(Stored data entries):
··········

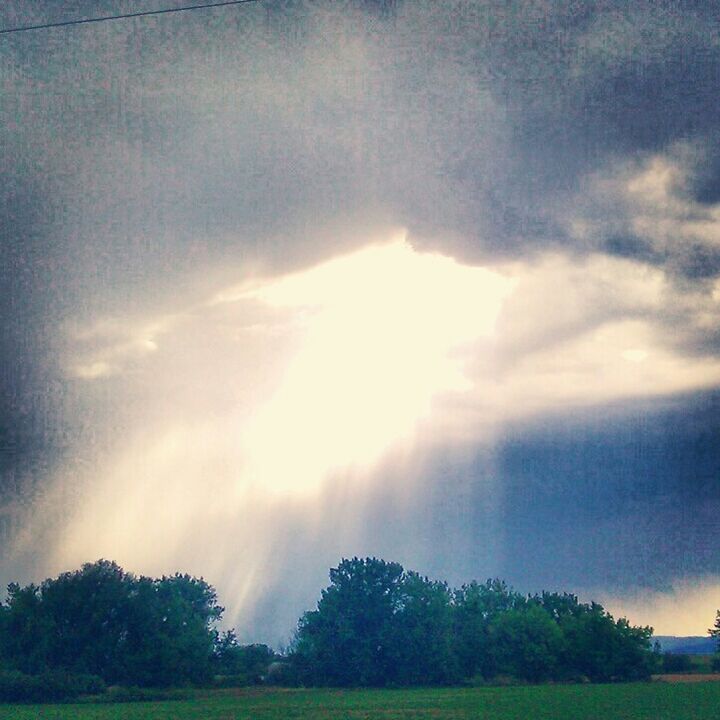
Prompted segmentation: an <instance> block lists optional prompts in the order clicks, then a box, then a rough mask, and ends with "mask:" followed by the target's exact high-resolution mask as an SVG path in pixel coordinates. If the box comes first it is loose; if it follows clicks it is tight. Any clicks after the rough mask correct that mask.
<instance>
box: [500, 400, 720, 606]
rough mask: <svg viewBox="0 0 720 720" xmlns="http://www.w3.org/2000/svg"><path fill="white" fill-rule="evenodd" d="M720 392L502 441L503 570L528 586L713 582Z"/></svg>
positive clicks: (611, 587)
mask: <svg viewBox="0 0 720 720" xmlns="http://www.w3.org/2000/svg"><path fill="white" fill-rule="evenodd" d="M719 436H720V396H718V394H717V393H703V394H697V395H692V396H685V397H680V398H677V399H675V400H673V401H653V402H642V403H636V404H635V405H634V406H633V405H631V406H630V407H629V408H628V407H627V406H626V407H625V408H619V407H615V408H613V407H604V408H599V409H597V410H595V411H593V412H589V413H582V414H581V416H579V417H578V415H575V416H573V415H569V416H566V417H565V418H563V419H558V420H557V421H555V422H553V421H549V422H548V421H545V422H544V423H543V427H540V426H536V427H534V428H532V429H530V431H529V432H528V431H527V430H525V431H524V432H522V431H521V432H520V433H519V434H515V435H514V436H513V435H510V437H508V439H507V440H506V441H505V443H504V444H503V447H502V450H501V453H500V460H499V470H498V472H499V474H500V475H501V476H502V479H503V480H502V487H503V500H502V503H503V510H502V518H503V519H502V522H501V523H500V525H501V527H503V528H504V531H505V532H504V536H503V537H504V551H505V552H504V558H503V563H502V564H503V574H504V575H506V576H507V577H512V578H517V582H519V583H521V584H522V585H523V586H524V587H526V588H527V589H528V590H537V589H538V588H541V587H546V586H560V585H562V584H563V583H565V584H568V583H569V584H570V585H571V586H572V587H574V588H577V589H579V590H582V589H584V590H585V591H586V592H587V591H588V590H591V591H592V590H597V589H600V588H603V589H605V590H607V591H622V590H623V589H627V588H632V587H644V588H647V589H655V590H666V589H667V588H668V587H669V586H670V584H671V583H672V581H673V580H674V579H675V578H678V577H701V576H703V575H714V574H716V573H717V572H718V568H719V567H720V553H718V550H717V548H716V547H715V546H714V543H713V542H712V538H713V537H716V536H717V533H718V532H719V531H720V521H718V509H720V485H719V484H718V477H720V450H719V449H718V443H717V438H718V437H719Z"/></svg>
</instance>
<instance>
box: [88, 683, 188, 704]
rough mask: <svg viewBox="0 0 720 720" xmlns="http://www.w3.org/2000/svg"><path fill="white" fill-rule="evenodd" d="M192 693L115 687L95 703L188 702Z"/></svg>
mask: <svg viewBox="0 0 720 720" xmlns="http://www.w3.org/2000/svg"><path fill="white" fill-rule="evenodd" d="M191 697H192V693H191V692H190V691H188V690H162V689H157V688H140V687H136V686H130V687H124V686H121V685H113V686H112V687H109V688H108V689H107V692H106V693H105V694H104V695H102V696H101V697H99V698H93V702H101V703H126V702H153V701H157V700H188V699H190V698H191Z"/></svg>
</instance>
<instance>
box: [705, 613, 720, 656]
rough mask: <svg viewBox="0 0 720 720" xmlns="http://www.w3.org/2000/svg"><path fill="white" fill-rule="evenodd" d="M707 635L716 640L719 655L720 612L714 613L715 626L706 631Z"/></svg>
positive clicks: (714, 625) (719, 642) (719, 652)
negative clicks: (715, 639) (717, 643)
mask: <svg viewBox="0 0 720 720" xmlns="http://www.w3.org/2000/svg"><path fill="white" fill-rule="evenodd" d="M708 633H709V635H710V637H714V638H715V639H716V640H717V642H718V645H717V652H718V653H720V610H718V611H717V612H716V613H715V625H713V626H712V627H711V628H709V629H708Z"/></svg>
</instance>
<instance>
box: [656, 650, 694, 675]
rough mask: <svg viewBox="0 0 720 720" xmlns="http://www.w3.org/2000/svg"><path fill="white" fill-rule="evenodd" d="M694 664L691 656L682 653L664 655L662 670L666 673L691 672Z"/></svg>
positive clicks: (671, 653)
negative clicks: (690, 671)
mask: <svg viewBox="0 0 720 720" xmlns="http://www.w3.org/2000/svg"><path fill="white" fill-rule="evenodd" d="M692 669H693V664H692V661H691V659H690V656H689V655H683V654H680V653H663V655H662V670H663V672H666V673H677V672H690V671H691V670H692Z"/></svg>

··········

(WHAT IS EXPECTED): Render the listing as a numbered list with blank lines removed, starting at the beginning of the listing and stopping after the line that contains "positive clicks: (611, 587)". Leave the pictures out of your answer.

(SOLUTION TO THIS PROBLEM):
1. Prompted segmentation: an <instance> block lists optional prompts in the order clicks, then a box, then a rough mask, and ends with "mask:" followed by the target's exact high-resolution mask as an SVG path in pixel coordinates. If the box comes first it is loose; if it follows clicks it is tight. Any clicks after the rough mask correct that mask.
2. <instance>
3. box: [500, 400, 720, 606]
4. rough mask: <svg viewBox="0 0 720 720" xmlns="http://www.w3.org/2000/svg"><path fill="white" fill-rule="evenodd" d="M720 392L502 441L503 570L528 586L713 582Z"/></svg>
5. positive clicks: (611, 587)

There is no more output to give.